Short problem - Format the listing below as a JSON list of strings, one string per line, skipping any blank lines.

[Extracted data entries]
====
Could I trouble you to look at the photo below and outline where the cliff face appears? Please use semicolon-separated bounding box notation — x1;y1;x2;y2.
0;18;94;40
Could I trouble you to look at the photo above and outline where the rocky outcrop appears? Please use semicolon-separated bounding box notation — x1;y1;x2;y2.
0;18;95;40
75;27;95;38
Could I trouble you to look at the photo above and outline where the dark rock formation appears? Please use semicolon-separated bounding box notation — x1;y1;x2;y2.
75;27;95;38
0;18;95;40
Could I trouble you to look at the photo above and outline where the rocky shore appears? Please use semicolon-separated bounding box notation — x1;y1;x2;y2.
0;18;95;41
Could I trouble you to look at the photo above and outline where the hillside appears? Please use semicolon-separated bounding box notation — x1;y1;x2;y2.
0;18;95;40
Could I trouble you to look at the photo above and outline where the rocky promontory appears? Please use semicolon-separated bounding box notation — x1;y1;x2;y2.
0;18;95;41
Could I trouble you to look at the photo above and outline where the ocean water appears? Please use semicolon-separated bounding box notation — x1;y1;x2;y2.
====
The response -
[
  "Could I trouble you to look at the photo below and outline where the cliff face appears? Please use semicolon-separated bounding box notation — x1;y1;x2;y2.",
  "0;18;94;40",
  "Could I trouble you to look at the photo above and outline where the rocky outcrop appears? Please use semicolon-separated bounding box notation — x1;y1;x2;y2.",
  "0;18;95;40",
  "75;27;95;38",
  "Could I trouble you to look at the photo above and outline where the dark rock formation appears? Please use semicolon-separated bounding box notation — x1;y1;x2;y2.",
  "75;27;95;38",
  "0;18;95;40",
  "Could I trouble you to look at the photo above and outline where the rocky shore appears? Please use semicolon-separated bounding box notation — x1;y1;x2;y2.",
  "0;18;95;41",
  "Could I trouble you to look at the photo above and outline where the hillside appears? Please use semicolon-separated bounding box notation — x1;y1;x2;y2.",
  "0;18;95;40",
  "Could I trouble you to look at the photo above and outline where the rocky promontory appears? Please use semicolon-separated bounding box notation — x1;y1;x2;y2.",
  "0;18;95;41",
  "Could I trouble you to look at the photo above and outline where the ocean water appears? Please use semicolon-separated bounding box notation — x1;y1;x2;y2."
]